Passage:
○ ○ ○ ○ ○ ○ ○

The Art Heals Project

Project Director, Tarik Daniels Launched January 4, 2020 Austin, Texas

The Art Heals Project focuses on the intersectionality of mental health and HIV care with meaningful

 The Art Heals Project focuses on the intersectionality of mental health and HIV care with meaningful involvement of People Living with HIV/AIDS through a healing justice framework.

Healing Justice Peer Support Group

Every Other Thursday, Starting January 16th, 2020


Center for Health Empowerment (St. James Episcopal Church)

1941 Webberville Rd, Austin, TX 78721 

This Healing Justice Support Group is for persons who are committed to ending HIV related or mental health stigma as well as persons living with a mental health condition. This a collaboration with the Center for Health Empowerment that will include awareness, advocacy, and forms of art such as film and vogue.

We will invite other healing justice dedicated HIV related and/or mental wellness providers for break out sessions and other related programming over time to meet the needs of the population while maintaining our healing justice framework.

*We will develop and provide support to the film, AND THEY WERE LOVED, a documentary about the rebirth of three young queer men’s identities as they search for spaces of empowerment in the American South. This project is an independent student film that will inspire new conversations about the humanity of black and brown queer individuals who wouldn’t usually see themselves on screen. 

AND THEY WERE LOVED will bring light to the journey of growing up queer in the South and how said journey could shape one’s identity and experience. In a society of ostracization, we follow an ensemble of three young queer men of color from Central Texas as they each search for a space of empowerment and healing. We paint an intimate portrait of the transformation between these three men as they experience different queer spaces like the Ballroom scene for the first time. Their names are Jacundo, Marcus and Zion. AND THEY WERE LOVED connects three unique stories about trauma, triumph, and the power of love.

○ ○ ○ ○ ○ ○ ○

Material shown:
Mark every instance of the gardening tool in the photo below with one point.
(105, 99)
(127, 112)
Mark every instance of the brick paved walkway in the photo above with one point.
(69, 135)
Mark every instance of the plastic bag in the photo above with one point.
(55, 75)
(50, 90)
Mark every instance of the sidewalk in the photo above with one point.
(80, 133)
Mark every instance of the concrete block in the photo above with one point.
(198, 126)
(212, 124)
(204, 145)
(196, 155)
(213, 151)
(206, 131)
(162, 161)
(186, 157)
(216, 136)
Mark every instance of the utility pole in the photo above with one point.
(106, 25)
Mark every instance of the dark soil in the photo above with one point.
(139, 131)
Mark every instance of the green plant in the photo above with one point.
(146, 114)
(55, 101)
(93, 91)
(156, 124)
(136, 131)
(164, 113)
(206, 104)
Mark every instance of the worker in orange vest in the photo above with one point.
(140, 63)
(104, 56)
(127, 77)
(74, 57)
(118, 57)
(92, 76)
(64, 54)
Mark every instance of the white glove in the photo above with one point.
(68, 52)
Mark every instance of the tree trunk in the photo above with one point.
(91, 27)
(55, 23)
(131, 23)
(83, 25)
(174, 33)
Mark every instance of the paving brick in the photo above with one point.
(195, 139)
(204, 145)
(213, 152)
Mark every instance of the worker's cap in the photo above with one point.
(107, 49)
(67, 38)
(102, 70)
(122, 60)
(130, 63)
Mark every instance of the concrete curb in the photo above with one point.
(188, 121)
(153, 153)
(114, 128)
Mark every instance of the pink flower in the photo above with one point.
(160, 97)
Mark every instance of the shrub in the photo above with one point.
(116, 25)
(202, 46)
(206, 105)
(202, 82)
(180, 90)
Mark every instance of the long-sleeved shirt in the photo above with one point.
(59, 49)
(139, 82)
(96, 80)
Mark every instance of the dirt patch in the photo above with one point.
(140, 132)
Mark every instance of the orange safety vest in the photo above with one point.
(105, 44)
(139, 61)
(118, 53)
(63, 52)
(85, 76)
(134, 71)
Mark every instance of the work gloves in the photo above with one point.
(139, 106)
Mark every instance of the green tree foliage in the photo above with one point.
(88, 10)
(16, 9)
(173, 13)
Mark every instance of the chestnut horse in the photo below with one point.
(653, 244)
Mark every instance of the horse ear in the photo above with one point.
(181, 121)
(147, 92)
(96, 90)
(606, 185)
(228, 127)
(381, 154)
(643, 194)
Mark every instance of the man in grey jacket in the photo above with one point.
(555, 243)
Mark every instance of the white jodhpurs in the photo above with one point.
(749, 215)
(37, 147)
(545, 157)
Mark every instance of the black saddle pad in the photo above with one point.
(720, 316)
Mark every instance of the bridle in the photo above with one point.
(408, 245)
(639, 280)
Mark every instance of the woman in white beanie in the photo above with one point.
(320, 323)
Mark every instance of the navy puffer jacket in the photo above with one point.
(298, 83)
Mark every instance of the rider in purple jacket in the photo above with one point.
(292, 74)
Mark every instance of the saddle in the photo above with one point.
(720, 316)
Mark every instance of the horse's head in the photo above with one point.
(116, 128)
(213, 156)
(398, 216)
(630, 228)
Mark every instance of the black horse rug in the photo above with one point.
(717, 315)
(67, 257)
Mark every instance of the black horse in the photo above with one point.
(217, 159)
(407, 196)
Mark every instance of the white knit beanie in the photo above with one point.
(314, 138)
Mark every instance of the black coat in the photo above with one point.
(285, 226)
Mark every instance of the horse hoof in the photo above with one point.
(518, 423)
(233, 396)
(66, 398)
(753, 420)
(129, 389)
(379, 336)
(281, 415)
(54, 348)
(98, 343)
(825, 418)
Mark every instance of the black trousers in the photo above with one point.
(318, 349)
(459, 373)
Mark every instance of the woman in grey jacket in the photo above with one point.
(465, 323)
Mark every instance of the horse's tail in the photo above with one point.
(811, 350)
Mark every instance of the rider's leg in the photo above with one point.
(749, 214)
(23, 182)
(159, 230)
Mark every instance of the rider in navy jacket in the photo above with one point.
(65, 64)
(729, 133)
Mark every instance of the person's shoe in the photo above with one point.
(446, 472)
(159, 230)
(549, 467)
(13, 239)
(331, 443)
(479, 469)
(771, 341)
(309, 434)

○ ○ ○ ○ ○ ○ ○

Assigned task A:
From the Art Heals Project text, list the first names of the young men the documentary follows.
Assigned task B:
Using the Art Heals Project text, answer each question:
(i) Who is the project director?
(ii) How often does the Healing Justice Peer Support Group meet, and from what date?
(iii) What is the street address of the group's meeting place?

Written answer A:
Jacundo, Marcus, Zion

Written answer B:
(i) Tarik Daniels
(ii) Every other Thursday, starting January 16th, 2020
(iii) 1941 Webberville Rd, Austin, TX 78721